STATED EXERCISE - Find "Would you be able to pick out the sea" in the data below; transcribe the line it appears on and each line after it, exactly, to the end, and nothing else.

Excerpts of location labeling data
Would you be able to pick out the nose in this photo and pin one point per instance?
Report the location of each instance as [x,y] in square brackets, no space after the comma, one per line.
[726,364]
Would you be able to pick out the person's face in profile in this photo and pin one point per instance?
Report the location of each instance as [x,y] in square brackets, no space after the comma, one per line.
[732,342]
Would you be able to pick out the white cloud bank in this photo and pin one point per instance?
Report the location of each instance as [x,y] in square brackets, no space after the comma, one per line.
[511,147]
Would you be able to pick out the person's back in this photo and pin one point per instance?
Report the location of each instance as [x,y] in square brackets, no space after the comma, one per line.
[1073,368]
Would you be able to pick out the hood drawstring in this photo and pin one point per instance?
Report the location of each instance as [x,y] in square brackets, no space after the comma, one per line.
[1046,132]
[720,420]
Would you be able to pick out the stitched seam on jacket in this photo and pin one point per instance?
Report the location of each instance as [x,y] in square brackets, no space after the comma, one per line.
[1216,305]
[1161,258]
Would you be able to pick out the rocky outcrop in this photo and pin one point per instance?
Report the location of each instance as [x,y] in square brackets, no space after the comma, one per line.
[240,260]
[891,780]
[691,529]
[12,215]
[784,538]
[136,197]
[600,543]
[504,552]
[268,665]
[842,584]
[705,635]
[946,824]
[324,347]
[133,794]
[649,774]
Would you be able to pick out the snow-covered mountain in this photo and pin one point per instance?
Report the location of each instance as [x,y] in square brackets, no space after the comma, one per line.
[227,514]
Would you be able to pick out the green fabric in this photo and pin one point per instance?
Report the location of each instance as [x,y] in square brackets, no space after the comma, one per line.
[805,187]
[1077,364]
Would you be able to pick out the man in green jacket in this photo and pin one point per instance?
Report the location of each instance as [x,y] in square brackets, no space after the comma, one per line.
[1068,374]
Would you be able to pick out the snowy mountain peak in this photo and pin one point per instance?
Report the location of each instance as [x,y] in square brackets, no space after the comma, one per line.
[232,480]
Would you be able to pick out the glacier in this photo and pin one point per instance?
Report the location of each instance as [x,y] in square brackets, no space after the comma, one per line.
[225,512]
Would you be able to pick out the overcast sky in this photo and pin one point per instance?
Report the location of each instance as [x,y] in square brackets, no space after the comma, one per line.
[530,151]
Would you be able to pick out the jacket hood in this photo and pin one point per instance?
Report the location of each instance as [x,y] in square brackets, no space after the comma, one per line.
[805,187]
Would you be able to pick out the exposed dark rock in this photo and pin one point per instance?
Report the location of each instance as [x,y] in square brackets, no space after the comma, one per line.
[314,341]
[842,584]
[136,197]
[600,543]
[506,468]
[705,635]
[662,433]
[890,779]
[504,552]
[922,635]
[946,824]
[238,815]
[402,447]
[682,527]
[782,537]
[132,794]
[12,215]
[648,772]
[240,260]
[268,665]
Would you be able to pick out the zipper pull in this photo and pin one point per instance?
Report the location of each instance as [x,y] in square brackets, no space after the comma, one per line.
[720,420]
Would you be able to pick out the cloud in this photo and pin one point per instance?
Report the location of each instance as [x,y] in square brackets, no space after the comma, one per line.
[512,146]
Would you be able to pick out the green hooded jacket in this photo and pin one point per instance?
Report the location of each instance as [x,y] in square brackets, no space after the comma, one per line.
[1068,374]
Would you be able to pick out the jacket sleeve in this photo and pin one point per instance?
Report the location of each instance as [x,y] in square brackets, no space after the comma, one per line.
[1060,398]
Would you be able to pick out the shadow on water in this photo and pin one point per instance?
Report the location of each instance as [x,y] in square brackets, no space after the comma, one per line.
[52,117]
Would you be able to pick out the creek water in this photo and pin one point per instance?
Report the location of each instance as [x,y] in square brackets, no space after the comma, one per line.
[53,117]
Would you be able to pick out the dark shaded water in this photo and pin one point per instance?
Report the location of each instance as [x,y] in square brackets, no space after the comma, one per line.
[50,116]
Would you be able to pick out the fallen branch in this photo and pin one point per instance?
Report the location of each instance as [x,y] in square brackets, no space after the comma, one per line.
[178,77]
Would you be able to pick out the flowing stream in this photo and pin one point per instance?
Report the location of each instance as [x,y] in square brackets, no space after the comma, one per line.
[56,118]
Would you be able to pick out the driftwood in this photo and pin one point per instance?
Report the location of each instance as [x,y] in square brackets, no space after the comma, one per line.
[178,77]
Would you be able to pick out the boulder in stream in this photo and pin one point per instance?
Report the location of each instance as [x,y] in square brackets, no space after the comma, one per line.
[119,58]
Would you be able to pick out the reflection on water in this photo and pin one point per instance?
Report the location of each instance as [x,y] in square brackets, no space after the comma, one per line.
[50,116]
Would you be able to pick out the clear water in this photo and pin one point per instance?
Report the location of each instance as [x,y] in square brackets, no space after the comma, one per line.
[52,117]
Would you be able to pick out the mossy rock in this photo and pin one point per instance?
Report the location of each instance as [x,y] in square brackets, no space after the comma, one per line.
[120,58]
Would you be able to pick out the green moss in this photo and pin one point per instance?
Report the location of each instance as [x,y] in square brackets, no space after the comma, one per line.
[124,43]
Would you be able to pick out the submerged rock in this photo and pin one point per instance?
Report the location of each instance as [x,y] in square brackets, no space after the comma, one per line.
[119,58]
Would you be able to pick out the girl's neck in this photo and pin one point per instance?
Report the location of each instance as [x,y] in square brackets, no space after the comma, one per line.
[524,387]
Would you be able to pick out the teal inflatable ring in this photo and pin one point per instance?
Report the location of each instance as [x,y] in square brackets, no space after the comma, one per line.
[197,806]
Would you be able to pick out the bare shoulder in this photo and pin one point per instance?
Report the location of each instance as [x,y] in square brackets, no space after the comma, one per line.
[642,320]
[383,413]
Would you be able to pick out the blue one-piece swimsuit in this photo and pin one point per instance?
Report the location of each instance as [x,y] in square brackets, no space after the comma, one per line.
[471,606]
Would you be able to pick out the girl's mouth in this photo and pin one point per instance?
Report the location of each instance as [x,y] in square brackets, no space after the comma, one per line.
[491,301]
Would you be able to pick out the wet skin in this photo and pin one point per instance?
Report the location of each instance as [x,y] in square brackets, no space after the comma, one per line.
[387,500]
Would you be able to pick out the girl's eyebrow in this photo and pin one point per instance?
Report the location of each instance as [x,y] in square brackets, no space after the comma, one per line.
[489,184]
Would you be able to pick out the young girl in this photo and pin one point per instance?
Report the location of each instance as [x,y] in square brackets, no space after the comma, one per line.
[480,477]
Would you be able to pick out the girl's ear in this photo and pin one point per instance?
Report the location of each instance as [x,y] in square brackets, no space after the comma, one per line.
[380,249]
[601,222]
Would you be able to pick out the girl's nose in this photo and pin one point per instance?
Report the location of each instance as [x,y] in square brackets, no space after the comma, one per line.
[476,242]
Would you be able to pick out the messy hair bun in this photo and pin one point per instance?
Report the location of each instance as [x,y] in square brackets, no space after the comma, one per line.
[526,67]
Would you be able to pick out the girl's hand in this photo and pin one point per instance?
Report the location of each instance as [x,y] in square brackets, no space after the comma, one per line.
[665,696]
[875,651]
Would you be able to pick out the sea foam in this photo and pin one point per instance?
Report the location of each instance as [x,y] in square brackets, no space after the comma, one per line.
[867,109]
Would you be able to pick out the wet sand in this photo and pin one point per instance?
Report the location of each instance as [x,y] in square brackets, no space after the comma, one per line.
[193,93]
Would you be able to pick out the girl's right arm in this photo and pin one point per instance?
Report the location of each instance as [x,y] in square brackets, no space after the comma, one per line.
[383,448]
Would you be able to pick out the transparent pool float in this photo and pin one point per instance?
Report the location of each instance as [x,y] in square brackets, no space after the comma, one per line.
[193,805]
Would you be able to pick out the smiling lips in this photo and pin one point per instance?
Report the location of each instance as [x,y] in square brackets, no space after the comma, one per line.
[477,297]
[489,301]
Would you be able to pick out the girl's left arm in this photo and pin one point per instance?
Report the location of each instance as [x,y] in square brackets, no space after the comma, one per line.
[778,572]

RESULT -
Would you be able to pick out the sea foam in this photo and pin one point per instance?
Report the location of each instance as [x,y] in square brackets, no space after the comma, one per line.
[867,109]
Would you be able to pick out the wet sand in this photo and pin one point per instance?
Report the location of each instance as [x,y] in square brackets, no space after the comma, one per line.
[193,93]
Would you be able to pick out the girl's right arm in this photo and pin one point per instance?
Report the location of each instance as [x,y] in square brackets, no space after the comma, one per line.
[383,448]
Would you be able to pick out the transparent pool float in this photo and pin one point per instance?
Report the location of each instance as [x,y] in square brackets, no space after the comma, one per line.
[193,805]
Would you be able to pick out the smiling lips in this photo and pin one point per instance?
Report the location of each instance as [x,y] in square brackets, no space after the comma, one per line.
[477,297]
[489,301]
Would you be able to pick out the girl's left arm in this photo and pin one point per instance?
Report the location of each instance as [x,y] in square brackets, no space after the comma, one per line.
[778,572]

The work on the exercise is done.